▶ [EXERCISE PASSAGE]
== Segment start ==

This populist nationalism is gaining momentum because nations' "middle class" are growing tired of feeling ignored and left behind.  They believe that they can solve complex issues with quick fix demands and by closing borders, punishing the political/economic elite, and simply making themselves feel relevant again.

Despite risk of a full-fledged global trade war, these aggrieved citizens believe that their best solution is to look inwards when arguing about organic problems before re-engaging with the rest of the world.  With triumphant, charismatic leaders to guide them, their arguments in favor of nationalism are emboldened.  They prefer leaders who use simple language, offering simple solutions, breaking down the intricacies of capitalism into a new reality.

Really?
But we know that economics and global trade are intricate ballets, and do not work effectively when duped by sleight-of-hand rhetoric .  Impeding the progress of "water flowing downhill" is tantamount to producing the opposite intended effect, damaging the natural order of science.

Punishing political foes, neighboring countries, and corporations with excessive taxation, tariffs, or ultimatums is a departure from what we know as "the norm" and, as the market's negative performance showed us last week, quite possibly the antithesis to prosperity.

== Segment end ==

Copy the passage on populist nationalism word for word between "Despite risk of" and "order of science.", inclusive. The entries that come next are separate from the passage on populist nationalism.

▶ [RECORDS SUPPLIED]
== Segment start ==

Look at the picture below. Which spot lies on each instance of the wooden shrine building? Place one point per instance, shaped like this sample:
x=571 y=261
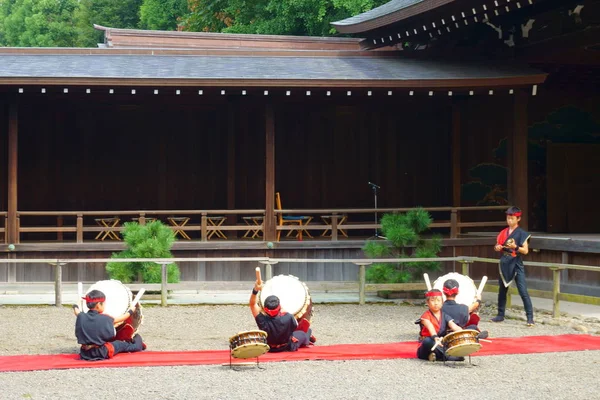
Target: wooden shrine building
x=436 y=103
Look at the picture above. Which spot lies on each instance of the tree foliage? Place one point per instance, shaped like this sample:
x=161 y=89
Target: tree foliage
x=275 y=17
x=165 y=15
x=153 y=240
x=403 y=234
x=38 y=23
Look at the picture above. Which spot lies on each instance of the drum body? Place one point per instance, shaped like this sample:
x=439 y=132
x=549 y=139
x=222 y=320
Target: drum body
x=293 y=295
x=467 y=291
x=118 y=300
x=461 y=344
x=248 y=344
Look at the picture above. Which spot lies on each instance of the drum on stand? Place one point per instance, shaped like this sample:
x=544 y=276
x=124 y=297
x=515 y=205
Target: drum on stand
x=462 y=343
x=118 y=300
x=467 y=291
x=293 y=295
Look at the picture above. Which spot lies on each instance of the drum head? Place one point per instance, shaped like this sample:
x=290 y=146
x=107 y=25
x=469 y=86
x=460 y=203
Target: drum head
x=466 y=287
x=293 y=295
x=462 y=350
x=118 y=297
x=250 y=350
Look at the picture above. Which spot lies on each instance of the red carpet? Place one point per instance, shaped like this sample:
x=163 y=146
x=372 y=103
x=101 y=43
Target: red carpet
x=521 y=345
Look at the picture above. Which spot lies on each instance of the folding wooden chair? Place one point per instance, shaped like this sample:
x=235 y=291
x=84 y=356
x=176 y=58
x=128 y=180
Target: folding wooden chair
x=299 y=220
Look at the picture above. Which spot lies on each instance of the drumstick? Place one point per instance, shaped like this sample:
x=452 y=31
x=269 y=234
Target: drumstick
x=427 y=282
x=137 y=297
x=80 y=295
x=258 y=278
x=481 y=285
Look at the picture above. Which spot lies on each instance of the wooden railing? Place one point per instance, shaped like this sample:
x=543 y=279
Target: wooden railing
x=206 y=222
x=267 y=264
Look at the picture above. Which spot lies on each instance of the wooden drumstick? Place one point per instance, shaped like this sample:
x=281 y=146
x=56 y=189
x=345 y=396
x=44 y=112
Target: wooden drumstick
x=258 y=277
x=137 y=297
x=481 y=285
x=427 y=281
x=80 y=295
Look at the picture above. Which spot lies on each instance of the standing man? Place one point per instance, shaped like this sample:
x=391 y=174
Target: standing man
x=513 y=243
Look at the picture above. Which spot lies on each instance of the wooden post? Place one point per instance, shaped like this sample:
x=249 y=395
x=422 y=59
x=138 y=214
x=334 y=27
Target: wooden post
x=465 y=268
x=163 y=284
x=362 y=279
x=334 y=227
x=57 y=283
x=204 y=227
x=231 y=172
x=555 y=291
x=270 y=233
x=59 y=224
x=13 y=153
x=79 y=233
x=457 y=106
x=517 y=157
x=454 y=223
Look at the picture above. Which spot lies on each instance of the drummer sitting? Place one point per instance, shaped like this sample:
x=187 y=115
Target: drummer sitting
x=284 y=333
x=434 y=323
x=96 y=331
x=464 y=315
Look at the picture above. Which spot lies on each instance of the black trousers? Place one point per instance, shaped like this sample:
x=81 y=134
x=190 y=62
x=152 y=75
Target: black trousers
x=521 y=287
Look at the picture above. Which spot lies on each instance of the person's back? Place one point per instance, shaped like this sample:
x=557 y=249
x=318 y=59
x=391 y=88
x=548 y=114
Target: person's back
x=458 y=312
x=279 y=329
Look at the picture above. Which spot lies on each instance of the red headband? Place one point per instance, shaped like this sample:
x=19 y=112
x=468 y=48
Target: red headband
x=450 y=292
x=96 y=300
x=273 y=312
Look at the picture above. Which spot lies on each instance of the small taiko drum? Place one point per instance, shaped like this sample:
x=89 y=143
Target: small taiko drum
x=467 y=291
x=248 y=344
x=462 y=343
x=293 y=295
x=118 y=300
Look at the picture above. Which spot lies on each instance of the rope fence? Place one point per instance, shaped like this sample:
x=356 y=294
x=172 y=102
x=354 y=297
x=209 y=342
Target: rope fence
x=362 y=264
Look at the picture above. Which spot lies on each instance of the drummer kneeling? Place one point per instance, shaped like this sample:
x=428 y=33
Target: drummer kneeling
x=284 y=333
x=462 y=314
x=96 y=331
x=434 y=324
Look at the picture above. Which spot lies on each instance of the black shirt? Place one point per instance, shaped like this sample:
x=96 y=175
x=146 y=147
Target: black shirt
x=458 y=312
x=279 y=329
x=94 y=328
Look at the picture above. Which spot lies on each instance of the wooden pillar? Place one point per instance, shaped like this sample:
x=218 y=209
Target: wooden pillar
x=13 y=149
x=231 y=118
x=457 y=106
x=270 y=221
x=517 y=157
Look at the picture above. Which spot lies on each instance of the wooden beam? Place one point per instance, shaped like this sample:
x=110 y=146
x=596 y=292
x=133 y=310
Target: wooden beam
x=270 y=222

== Segment end ==

▶ [EXERCISE RESULT]
Despite risk of a full-fledged global trade war, these aggrieved citizens believe that their best solution is to look inwards when arguing about organic problems before re-engaging with the rest of the world.  With triumphant, charismatic leaders to guide them, their arguments in favor of nationalism are emboldened.  They prefer leaders who use simple language, offering simple solutions, breaking down the intricacies of capitalism into a new reality.

Really?
But we know that economics and global trade are intricate ballets, and do not work effectively when duped by sleight-of-hand rhetoric .  Impeding the progress of "water flowing downhill" is tantamount to producing the opposite intended effect, damaging the natural order of science.